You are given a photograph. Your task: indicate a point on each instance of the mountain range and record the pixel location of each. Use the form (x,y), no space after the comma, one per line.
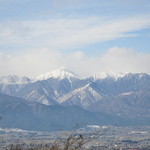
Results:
(61,98)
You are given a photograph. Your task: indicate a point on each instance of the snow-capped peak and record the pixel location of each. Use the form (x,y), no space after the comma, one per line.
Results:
(59,73)
(104,75)
(13,79)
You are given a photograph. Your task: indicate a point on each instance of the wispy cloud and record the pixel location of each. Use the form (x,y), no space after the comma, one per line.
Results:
(35,62)
(68,33)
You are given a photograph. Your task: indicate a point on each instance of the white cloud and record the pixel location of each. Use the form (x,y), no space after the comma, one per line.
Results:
(68,33)
(36,62)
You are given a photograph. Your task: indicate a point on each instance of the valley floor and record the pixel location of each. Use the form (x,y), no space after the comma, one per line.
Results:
(95,138)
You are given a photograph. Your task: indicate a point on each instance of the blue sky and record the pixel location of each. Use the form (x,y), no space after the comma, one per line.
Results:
(83,29)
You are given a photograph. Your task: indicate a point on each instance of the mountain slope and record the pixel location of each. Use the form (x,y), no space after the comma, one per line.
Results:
(18,113)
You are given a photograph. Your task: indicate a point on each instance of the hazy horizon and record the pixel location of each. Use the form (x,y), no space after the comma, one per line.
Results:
(82,35)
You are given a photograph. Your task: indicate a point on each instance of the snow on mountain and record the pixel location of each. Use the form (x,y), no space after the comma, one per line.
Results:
(59,73)
(104,75)
(83,96)
(13,79)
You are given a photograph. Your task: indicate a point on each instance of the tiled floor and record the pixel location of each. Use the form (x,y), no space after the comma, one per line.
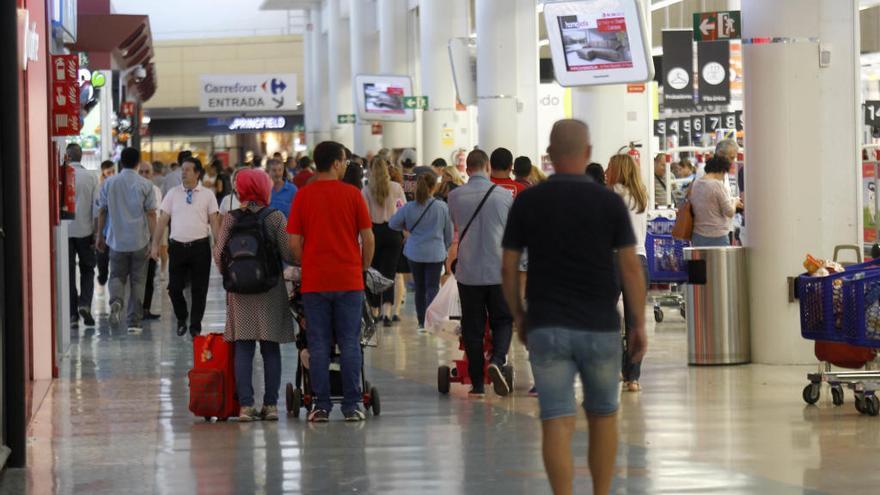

(Requirement): List every line of the records above that contains the word "mountain". Case counts.

(Output below):
You are given a photograph. Your task: indicate a point on each instance of the mountain range and record the pixel location of each. Use the form (x,y), no space after the comma, one per line.
You are given a photograph. Your task: indicate a point on each instance of the mountain slope and record the pixel location of each. Use the form (x,y), no space after the comma, one per line.
You are given a photograph. Your task: indicate a point on each instance of the snow on mountain and record the pixel location of each. Use the form (x,y), no space after the comma, one per line.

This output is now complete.